>>

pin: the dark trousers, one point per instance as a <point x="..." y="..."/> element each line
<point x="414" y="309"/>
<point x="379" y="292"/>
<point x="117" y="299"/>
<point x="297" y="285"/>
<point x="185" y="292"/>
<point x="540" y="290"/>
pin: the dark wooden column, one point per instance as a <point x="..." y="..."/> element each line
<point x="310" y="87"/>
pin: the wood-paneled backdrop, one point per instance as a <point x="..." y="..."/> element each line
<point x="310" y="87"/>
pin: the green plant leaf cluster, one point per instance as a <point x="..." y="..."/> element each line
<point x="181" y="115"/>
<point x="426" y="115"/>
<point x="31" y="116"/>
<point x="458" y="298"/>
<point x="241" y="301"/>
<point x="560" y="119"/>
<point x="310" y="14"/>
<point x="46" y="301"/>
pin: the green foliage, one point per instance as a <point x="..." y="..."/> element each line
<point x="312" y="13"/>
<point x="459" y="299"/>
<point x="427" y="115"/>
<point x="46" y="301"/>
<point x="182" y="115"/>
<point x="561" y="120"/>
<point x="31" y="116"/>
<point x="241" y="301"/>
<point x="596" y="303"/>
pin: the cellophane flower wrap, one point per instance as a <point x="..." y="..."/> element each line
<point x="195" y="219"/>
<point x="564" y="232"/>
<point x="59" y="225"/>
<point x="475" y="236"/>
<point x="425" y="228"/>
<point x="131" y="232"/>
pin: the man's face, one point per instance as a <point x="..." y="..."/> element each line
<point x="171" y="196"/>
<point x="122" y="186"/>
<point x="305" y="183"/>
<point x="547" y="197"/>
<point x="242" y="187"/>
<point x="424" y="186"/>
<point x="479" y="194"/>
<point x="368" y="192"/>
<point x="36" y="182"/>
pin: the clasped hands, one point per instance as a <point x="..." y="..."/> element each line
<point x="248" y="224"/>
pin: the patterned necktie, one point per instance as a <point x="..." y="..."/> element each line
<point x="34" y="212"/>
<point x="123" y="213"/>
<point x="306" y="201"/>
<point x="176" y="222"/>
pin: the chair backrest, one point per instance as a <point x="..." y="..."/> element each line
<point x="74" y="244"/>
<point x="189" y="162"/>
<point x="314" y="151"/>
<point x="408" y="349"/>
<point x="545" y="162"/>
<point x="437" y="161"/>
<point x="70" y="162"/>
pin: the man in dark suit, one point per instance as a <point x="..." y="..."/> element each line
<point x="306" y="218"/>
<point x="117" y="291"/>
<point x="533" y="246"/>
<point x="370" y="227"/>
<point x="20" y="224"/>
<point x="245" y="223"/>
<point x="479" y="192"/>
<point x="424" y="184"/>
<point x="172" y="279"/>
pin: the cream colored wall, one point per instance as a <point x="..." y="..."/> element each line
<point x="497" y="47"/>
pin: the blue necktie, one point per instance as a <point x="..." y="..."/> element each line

<<

_作業の指示_: 上の項目をすべて更新し、「one point per instance」を「a single point for each instance」に置き換えてください。それ以外の部分は元のまま残してください。

_正しい結果_:
pin: the dark trousers, a single point for each instance as a <point x="..." y="..."/> element each line
<point x="414" y="309"/>
<point x="379" y="292"/>
<point x="117" y="299"/>
<point x="297" y="285"/>
<point x="185" y="292"/>
<point x="540" y="290"/>
pin: the dark wooden column, a single point for each instance as a <point x="..." y="..."/> element each line
<point x="310" y="87"/>
pin: the wood-paneled backdrop, a single point for each instance as a <point x="..." y="..."/> element each line
<point x="310" y="87"/>
pin: the green plant leaf cluster, a single point for each instance as a <point x="..." y="..."/> element each line
<point x="181" y="115"/>
<point x="426" y="115"/>
<point x="31" y="116"/>
<point x="458" y="298"/>
<point x="241" y="301"/>
<point x="560" y="119"/>
<point x="310" y="14"/>
<point x="46" y="301"/>
pin: the green foliage, a single point for each instance as a <point x="..." y="..."/> element each line
<point x="312" y="13"/>
<point x="459" y="299"/>
<point x="427" y="115"/>
<point x="46" y="301"/>
<point x="182" y="115"/>
<point x="561" y="120"/>
<point x="31" y="116"/>
<point x="241" y="301"/>
<point x="596" y="303"/>
pin: the cellophane flower wrap, a single point for each instance as a <point x="..." y="..."/> element each line
<point x="195" y="219"/>
<point x="564" y="232"/>
<point x="59" y="225"/>
<point x="475" y="236"/>
<point x="425" y="228"/>
<point x="131" y="232"/>
pin: the man's face, a single point for each instance as a <point x="..." y="..."/> element each line
<point x="171" y="196"/>
<point x="122" y="186"/>
<point x="305" y="183"/>
<point x="547" y="197"/>
<point x="242" y="187"/>
<point x="424" y="186"/>
<point x="479" y="194"/>
<point x="368" y="192"/>
<point x="36" y="182"/>
pin: the clasped hands, a single point for each instance as a <point x="..." y="..."/> element each line
<point x="248" y="224"/>
pin: the patterned necktie, a single point for each instance as a <point x="..." y="..."/> element each line
<point x="34" y="212"/>
<point x="123" y="213"/>
<point x="306" y="201"/>
<point x="176" y="222"/>
pin: the chair backrest, a single point for each instance as a <point x="..." y="..."/> element each line
<point x="74" y="244"/>
<point x="189" y="162"/>
<point x="314" y="151"/>
<point x="408" y="349"/>
<point x="545" y="162"/>
<point x="437" y="161"/>
<point x="70" y="162"/>
pin: the man in dark suit, a single point for each instance as a <point x="..." y="..."/> element each line
<point x="306" y="218"/>
<point x="117" y="291"/>
<point x="533" y="246"/>
<point x="370" y="227"/>
<point x="20" y="224"/>
<point x="245" y="223"/>
<point x="479" y="192"/>
<point x="424" y="184"/>
<point x="172" y="279"/>
pin: the cream colored wall, a single point for each instance as a <point x="..." y="..."/> element each line
<point x="497" y="47"/>
pin: the blue necktie, a single point for each instance as a <point x="..." y="..."/> element each line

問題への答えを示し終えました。